- _Textauszug_:
◇ ◇ ◇ ◇ ◇ ◇ ◇

Doch meist ist der Betroffene mit viel Aufwand bereits in eine neue Wohnung umgezogen. Der Mieter ist in diesem Fall berechtigt, alle finanziellen Schäden geltend zu machen, die er wegen des angeblichen Eigenbedarfs durch den Vermieter erlitten hat. Dazu zählen Anwaltskosten für die Überprüfung und Abwehr der unberechtigten Kündigung, Kosten für die Wohnungssuche inklusive Inserate, Makler oder Ummeldung und schließlich die Umzugskosten. Unter Umständen kann der geprellte Mieter Renovierungskosten und sogar Mehrkosten geltend machen, weil die neue Wohnung teurer ist.

Eigenbedarf vortäuschen kann Prozessbetrug sein

Schadensersatzansprüche hat der Mieter auch, wenn die Parteien einen Aufhebungsvertrag geschlossen haben oder wenn die ursprüngliche Eigenbedarfssituation vor Auszug des Mieters kurzfristig entfällt. Unterlässt der Vermieter es, den Mieter darüber aufzuklären, dass dieser doch nicht die Wohnung räumen muss, hat der Vermieter den Mieter zu entschädigen.

Ein Täuschungsversuch kann sogar strafrechtliche Konsequenzen haben. Gibt der Vermieter den Eigenbedarf in einem Räumungsprozess vor, könnte er sich wegen Prozessbetrugs strafbar machen. Und sollte er Zeugen mobilisieren, die zum angeblichen Eigenbedarf falsch aussagen, machen sich diese wegen Aussagedelikten schuldig.

◇ ◇ ◇ ◇ ◇ ◇ ◇

- _Datenauflistung_:

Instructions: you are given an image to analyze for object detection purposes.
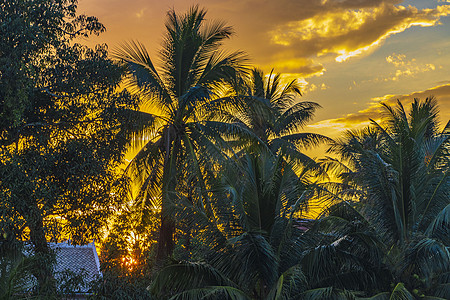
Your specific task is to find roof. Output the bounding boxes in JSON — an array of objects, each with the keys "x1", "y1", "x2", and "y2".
[{"x1": 49, "y1": 240, "x2": 102, "y2": 293}]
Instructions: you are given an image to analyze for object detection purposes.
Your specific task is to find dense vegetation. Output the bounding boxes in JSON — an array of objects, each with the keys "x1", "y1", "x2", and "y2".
[{"x1": 0, "y1": 0, "x2": 450, "y2": 299}]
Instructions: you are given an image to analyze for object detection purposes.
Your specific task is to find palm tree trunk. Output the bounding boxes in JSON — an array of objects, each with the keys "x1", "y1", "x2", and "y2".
[
  {"x1": 27, "y1": 212, "x2": 56, "y2": 295},
  {"x1": 156, "y1": 126, "x2": 176, "y2": 262}
]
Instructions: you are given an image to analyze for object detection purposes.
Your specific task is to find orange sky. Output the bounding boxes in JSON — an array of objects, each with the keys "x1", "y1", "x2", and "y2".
[{"x1": 78, "y1": 0, "x2": 450, "y2": 145}]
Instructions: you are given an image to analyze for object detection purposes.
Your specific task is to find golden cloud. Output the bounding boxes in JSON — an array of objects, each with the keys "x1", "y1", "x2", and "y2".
[
  {"x1": 269, "y1": 2, "x2": 450, "y2": 62},
  {"x1": 308, "y1": 84, "x2": 450, "y2": 133}
]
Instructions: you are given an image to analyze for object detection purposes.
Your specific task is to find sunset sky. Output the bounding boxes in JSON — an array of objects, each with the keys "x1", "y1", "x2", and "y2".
[{"x1": 78, "y1": 0, "x2": 450, "y2": 141}]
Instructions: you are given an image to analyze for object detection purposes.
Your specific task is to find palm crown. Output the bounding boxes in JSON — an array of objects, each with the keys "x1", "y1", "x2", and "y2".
[{"x1": 111, "y1": 6, "x2": 245, "y2": 257}]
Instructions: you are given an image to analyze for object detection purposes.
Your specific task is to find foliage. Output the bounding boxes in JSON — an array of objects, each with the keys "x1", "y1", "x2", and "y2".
[
  {"x1": 111, "y1": 6, "x2": 244, "y2": 260},
  {"x1": 318, "y1": 98, "x2": 450, "y2": 299}
]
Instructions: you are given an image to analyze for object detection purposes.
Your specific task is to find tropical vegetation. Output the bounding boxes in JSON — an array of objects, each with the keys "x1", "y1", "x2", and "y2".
[{"x1": 0, "y1": 0, "x2": 450, "y2": 299}]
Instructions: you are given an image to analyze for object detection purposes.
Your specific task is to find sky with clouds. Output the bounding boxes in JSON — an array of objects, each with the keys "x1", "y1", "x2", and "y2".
[{"x1": 78, "y1": 0, "x2": 450, "y2": 141}]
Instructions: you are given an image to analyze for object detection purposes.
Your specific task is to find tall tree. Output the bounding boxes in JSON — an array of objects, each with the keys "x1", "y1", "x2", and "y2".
[
  {"x1": 0, "y1": 0, "x2": 136, "y2": 293},
  {"x1": 320, "y1": 98, "x2": 450, "y2": 298},
  {"x1": 111, "y1": 6, "x2": 244, "y2": 259}
]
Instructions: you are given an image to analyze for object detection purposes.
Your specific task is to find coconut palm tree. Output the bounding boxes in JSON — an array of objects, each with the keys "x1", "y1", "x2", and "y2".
[
  {"x1": 316, "y1": 98, "x2": 450, "y2": 299},
  {"x1": 111, "y1": 6, "x2": 245, "y2": 258},
  {"x1": 216, "y1": 68, "x2": 331, "y2": 163},
  {"x1": 147, "y1": 152, "x2": 330, "y2": 299}
]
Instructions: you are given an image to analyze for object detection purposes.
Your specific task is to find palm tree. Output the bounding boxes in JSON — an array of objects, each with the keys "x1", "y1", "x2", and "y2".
[
  {"x1": 318, "y1": 98, "x2": 450, "y2": 299},
  {"x1": 111, "y1": 6, "x2": 245, "y2": 259},
  {"x1": 216, "y1": 68, "x2": 331, "y2": 163}
]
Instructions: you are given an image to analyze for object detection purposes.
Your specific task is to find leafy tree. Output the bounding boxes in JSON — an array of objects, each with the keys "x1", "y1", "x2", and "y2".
[
  {"x1": 151, "y1": 152, "x2": 324, "y2": 299},
  {"x1": 110, "y1": 6, "x2": 248, "y2": 259},
  {"x1": 0, "y1": 0, "x2": 136, "y2": 293}
]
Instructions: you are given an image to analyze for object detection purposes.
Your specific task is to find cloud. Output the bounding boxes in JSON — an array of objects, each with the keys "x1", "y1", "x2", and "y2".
[
  {"x1": 308, "y1": 84, "x2": 450, "y2": 132},
  {"x1": 375, "y1": 53, "x2": 436, "y2": 81},
  {"x1": 269, "y1": 1, "x2": 450, "y2": 62},
  {"x1": 79, "y1": 0, "x2": 450, "y2": 77}
]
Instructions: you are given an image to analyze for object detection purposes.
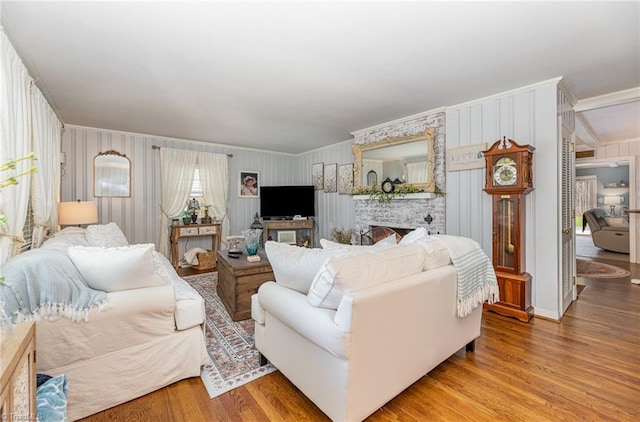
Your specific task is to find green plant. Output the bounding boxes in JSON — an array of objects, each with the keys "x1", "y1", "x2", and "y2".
[
  {"x1": 354, "y1": 185, "x2": 424, "y2": 204},
  {"x1": 331, "y1": 227, "x2": 355, "y2": 245}
]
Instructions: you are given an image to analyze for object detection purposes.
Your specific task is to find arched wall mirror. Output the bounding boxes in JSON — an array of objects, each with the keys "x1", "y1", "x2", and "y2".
[
  {"x1": 353, "y1": 128, "x2": 436, "y2": 192},
  {"x1": 93, "y1": 150, "x2": 131, "y2": 197}
]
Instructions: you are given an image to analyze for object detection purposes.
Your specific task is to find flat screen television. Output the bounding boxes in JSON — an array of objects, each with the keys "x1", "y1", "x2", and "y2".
[{"x1": 260, "y1": 186, "x2": 316, "y2": 220}]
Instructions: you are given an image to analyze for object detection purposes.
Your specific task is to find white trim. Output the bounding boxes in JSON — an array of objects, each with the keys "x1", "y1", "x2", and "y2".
[
  {"x1": 351, "y1": 107, "x2": 447, "y2": 137},
  {"x1": 573, "y1": 87, "x2": 640, "y2": 113},
  {"x1": 446, "y1": 77, "x2": 562, "y2": 112},
  {"x1": 533, "y1": 308, "x2": 562, "y2": 322},
  {"x1": 65, "y1": 125, "x2": 296, "y2": 157},
  {"x1": 302, "y1": 139, "x2": 353, "y2": 155}
]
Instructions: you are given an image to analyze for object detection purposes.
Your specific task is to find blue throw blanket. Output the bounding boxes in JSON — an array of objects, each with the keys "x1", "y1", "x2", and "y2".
[
  {"x1": 0, "y1": 249, "x2": 107, "y2": 322},
  {"x1": 434, "y1": 235, "x2": 500, "y2": 318}
]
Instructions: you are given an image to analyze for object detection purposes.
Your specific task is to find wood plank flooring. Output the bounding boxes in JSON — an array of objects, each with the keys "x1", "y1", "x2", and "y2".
[{"x1": 83, "y1": 261, "x2": 640, "y2": 422}]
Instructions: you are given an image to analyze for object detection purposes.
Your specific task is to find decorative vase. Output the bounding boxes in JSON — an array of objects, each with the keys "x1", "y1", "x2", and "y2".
[{"x1": 242, "y1": 229, "x2": 262, "y2": 255}]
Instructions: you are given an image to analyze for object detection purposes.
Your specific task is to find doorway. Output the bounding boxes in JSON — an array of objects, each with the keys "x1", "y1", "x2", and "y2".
[{"x1": 575, "y1": 157, "x2": 636, "y2": 262}]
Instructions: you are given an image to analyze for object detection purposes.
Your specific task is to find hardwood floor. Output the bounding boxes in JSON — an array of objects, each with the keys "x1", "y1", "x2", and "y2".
[{"x1": 83, "y1": 261, "x2": 640, "y2": 422}]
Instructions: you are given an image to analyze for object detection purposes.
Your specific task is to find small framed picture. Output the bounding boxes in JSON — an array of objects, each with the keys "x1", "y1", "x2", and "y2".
[
  {"x1": 311, "y1": 163, "x2": 324, "y2": 190},
  {"x1": 324, "y1": 164, "x2": 338, "y2": 193},
  {"x1": 338, "y1": 163, "x2": 353, "y2": 195},
  {"x1": 278, "y1": 230, "x2": 296, "y2": 245},
  {"x1": 238, "y1": 170, "x2": 260, "y2": 198}
]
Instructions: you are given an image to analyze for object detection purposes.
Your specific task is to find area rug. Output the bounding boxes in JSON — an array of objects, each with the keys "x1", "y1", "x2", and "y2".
[
  {"x1": 576, "y1": 259, "x2": 631, "y2": 278},
  {"x1": 184, "y1": 272, "x2": 276, "y2": 398}
]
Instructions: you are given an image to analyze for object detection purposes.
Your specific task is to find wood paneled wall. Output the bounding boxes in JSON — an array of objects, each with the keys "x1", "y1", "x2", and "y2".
[
  {"x1": 297, "y1": 140, "x2": 355, "y2": 246},
  {"x1": 60, "y1": 126, "x2": 300, "y2": 247}
]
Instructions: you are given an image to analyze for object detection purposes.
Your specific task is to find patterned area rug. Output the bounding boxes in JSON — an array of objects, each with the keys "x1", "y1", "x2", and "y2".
[
  {"x1": 184, "y1": 272, "x2": 276, "y2": 398},
  {"x1": 576, "y1": 259, "x2": 631, "y2": 278}
]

◇ ◇ ◇ ◇ ◇ ◇ ◇

- _Aufgabenblock_:
1) Wegen welchen Delikts könnte sich laut Textauszug ein Vermieter strafbar machen, der in einem Räumungsprozess Eigenbedarf vorgibt?
2) Liste alle Zeilen der Datensätze auf, in denen die Zeichenfolge „area“ vorkommt. Dabei ist die Groß- und Kleinschreibung zu beachten.
Textauszug und Datensätze stammen aus unterschiedlichen Quellen.

- _Vollständige Lösungen_:
1) Wegen Prozessbetrugs.

2)
Your specific task is to find area rug. Output the bounding boxes in JSON — an array of objects, each with the keys "x1", "y1", "x2", and "y2".
Your specific task is to find patterned area rug. Output the bounding boxes in JSON — an array of objects, each with the keys "x1", "y1", "x2", and "y2".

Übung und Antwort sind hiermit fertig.